=== TO DO ===
Format the entries from the line containing "of the horizon?" through the line containing "M 115 116 L", inclusive, as a numbered list, and omit any blank lines.

══ DATA FOR THE TASK ══

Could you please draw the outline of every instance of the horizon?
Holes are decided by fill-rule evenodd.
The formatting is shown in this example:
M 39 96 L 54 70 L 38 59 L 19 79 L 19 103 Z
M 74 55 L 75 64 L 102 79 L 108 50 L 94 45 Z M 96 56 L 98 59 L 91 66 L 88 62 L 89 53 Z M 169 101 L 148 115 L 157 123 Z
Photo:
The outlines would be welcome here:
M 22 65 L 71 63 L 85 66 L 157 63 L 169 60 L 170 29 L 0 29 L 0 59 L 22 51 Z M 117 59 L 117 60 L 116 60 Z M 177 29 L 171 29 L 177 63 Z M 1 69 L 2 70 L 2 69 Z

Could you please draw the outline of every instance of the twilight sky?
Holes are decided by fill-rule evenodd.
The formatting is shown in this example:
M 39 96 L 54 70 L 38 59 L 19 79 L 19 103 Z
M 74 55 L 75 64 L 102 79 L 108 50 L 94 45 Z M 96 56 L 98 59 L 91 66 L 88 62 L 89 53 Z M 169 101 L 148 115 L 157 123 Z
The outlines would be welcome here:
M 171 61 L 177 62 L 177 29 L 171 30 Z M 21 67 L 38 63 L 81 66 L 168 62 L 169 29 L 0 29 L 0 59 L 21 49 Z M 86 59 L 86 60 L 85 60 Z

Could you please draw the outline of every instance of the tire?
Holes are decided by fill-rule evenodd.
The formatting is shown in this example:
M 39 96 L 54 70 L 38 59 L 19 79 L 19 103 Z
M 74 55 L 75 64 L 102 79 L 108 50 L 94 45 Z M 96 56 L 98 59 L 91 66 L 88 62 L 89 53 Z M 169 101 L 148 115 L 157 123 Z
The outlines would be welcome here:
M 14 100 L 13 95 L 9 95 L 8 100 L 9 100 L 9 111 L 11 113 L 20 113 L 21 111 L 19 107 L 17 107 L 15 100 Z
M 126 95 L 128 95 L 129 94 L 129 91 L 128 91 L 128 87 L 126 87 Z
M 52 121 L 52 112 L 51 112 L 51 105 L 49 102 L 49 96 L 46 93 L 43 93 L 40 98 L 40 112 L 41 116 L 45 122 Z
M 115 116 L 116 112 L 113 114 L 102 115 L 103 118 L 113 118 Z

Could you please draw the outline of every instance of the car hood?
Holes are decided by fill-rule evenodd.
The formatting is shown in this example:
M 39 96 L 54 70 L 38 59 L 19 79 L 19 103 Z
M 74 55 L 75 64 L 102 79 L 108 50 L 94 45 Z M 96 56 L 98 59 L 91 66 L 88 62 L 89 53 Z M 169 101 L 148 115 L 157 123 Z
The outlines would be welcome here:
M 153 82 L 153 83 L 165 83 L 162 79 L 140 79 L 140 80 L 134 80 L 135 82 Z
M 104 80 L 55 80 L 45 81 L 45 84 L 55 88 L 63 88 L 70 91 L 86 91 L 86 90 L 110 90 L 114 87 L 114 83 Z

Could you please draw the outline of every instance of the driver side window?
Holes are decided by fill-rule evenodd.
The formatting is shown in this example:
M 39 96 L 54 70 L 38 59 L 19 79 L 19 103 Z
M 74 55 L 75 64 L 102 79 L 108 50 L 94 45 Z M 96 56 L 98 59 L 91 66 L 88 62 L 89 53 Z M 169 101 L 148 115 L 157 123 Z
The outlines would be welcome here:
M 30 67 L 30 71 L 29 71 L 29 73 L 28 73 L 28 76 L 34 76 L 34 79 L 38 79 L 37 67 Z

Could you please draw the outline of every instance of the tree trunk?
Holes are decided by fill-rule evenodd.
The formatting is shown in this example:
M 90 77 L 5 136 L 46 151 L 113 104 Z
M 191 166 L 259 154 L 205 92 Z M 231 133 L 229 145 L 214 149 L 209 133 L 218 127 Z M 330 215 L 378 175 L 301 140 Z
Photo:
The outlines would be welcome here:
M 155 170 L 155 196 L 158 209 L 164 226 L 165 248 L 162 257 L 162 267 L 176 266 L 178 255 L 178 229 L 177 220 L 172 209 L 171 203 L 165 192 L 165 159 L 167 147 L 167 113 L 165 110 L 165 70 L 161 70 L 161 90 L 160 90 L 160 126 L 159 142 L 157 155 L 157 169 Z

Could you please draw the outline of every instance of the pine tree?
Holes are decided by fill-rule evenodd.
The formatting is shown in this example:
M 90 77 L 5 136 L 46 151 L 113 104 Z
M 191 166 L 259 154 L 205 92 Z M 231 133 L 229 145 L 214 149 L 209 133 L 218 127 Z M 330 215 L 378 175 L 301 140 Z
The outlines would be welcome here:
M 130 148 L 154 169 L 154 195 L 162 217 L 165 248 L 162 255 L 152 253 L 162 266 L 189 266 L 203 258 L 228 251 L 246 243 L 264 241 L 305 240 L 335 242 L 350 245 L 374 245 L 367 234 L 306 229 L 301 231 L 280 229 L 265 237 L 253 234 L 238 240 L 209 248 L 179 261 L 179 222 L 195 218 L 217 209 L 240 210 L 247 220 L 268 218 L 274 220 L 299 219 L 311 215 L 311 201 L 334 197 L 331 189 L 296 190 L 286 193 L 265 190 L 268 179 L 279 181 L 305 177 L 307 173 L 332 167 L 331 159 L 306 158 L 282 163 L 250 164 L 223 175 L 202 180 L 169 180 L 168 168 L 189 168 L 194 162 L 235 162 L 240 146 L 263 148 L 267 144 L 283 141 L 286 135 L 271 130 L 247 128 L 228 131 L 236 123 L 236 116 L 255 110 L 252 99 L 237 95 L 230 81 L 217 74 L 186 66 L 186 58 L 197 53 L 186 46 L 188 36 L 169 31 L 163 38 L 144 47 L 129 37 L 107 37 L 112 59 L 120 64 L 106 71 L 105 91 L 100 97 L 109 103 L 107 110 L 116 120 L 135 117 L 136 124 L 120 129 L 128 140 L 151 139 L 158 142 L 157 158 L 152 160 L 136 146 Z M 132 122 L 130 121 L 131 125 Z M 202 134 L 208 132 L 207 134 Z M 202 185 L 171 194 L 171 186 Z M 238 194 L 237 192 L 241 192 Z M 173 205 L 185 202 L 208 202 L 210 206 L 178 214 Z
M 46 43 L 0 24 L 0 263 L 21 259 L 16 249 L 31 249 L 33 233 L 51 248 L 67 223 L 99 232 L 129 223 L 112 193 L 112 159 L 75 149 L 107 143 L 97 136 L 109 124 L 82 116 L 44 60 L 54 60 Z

═══
══ DATA FOR THE TASK ══

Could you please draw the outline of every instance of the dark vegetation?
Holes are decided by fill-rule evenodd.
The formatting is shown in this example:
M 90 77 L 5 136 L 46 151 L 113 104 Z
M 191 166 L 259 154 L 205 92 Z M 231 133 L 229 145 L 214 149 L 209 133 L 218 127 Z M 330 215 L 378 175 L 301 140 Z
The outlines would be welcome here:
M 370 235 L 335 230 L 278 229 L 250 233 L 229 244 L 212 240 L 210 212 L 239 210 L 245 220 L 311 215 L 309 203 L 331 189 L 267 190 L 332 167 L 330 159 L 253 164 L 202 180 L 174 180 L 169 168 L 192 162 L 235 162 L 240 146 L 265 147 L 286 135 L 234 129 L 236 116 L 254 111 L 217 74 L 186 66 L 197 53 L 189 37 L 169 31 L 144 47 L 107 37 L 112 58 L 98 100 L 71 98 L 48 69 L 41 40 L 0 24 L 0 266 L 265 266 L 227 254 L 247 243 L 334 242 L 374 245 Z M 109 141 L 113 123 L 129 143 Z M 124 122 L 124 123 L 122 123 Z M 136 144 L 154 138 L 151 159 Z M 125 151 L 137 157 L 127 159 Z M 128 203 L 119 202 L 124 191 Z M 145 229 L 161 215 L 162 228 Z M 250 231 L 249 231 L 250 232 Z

═══

=== COMPLETED EXERCISE ===
1. Could you please draw the outline of every instance of the horizon?
2. Holes are decided by fill-rule evenodd.
3. The formatting is shown in this example:
4. M 39 96 L 54 70 L 38 59 L 19 79 L 19 103 Z
5. M 74 55 L 75 64 L 102 79 L 108 50 L 94 45 Z M 96 56 L 98 59 L 91 66 L 88 62 L 89 53 Z M 169 101 L 148 115 L 157 123 Z
6. Photo:
7. The outlines would be welcome here:
8. M 22 65 L 71 63 L 85 66 L 157 63 L 169 60 L 170 29 L 0 29 L 0 59 L 22 51 Z M 117 59 L 117 60 L 116 60 Z M 177 29 L 171 29 L 177 63 Z M 1 69 L 2 70 L 2 69 Z
9. Could you please draw the outline of every instance of the twilight sky?
10. Holes are decided by fill-rule evenodd.
11. The formatting is shown in this example:
12. M 39 96 L 54 70 L 38 59 L 19 79 L 19 103 Z
13. M 74 55 L 75 64 L 102 79 L 108 50 L 94 45 Z M 96 56 L 98 59 L 91 66 L 88 62 L 89 53 Z M 169 101 L 148 115 L 157 123 Z
14. The outlines would be welcome here:
15. M 171 61 L 177 62 L 177 29 L 171 30 Z M 21 67 L 38 63 L 81 66 L 168 62 L 169 29 L 0 29 L 0 59 L 21 49 Z M 86 59 L 86 60 L 85 60 Z
16. Could you please draw the outline of every instance of the tire?
17. Holes are decided by fill-rule evenodd.
18. The formatting is shown in this example:
19. M 39 96 L 54 70 L 38 59 L 19 79 L 19 103 Z
20. M 74 55 L 75 64 L 102 79 L 108 50 L 94 45 Z M 96 56 L 98 59 L 91 66 L 88 62 L 89 53 Z M 169 101 L 148 115 L 157 123 Z
21. The outlines would be welcome here:
22. M 14 100 L 13 95 L 9 95 L 8 100 L 9 100 L 9 111 L 11 113 L 20 113 L 21 111 L 19 107 L 17 107 L 15 100 Z
23. M 126 95 L 128 95 L 129 94 L 129 91 L 128 91 L 128 87 L 126 87 Z
24. M 52 121 L 52 112 L 51 112 L 51 105 L 49 102 L 49 96 L 46 93 L 43 93 L 40 98 L 40 112 L 41 116 L 45 122 Z
25. M 115 116 L 116 112 L 113 114 L 102 115 L 103 118 L 113 118 Z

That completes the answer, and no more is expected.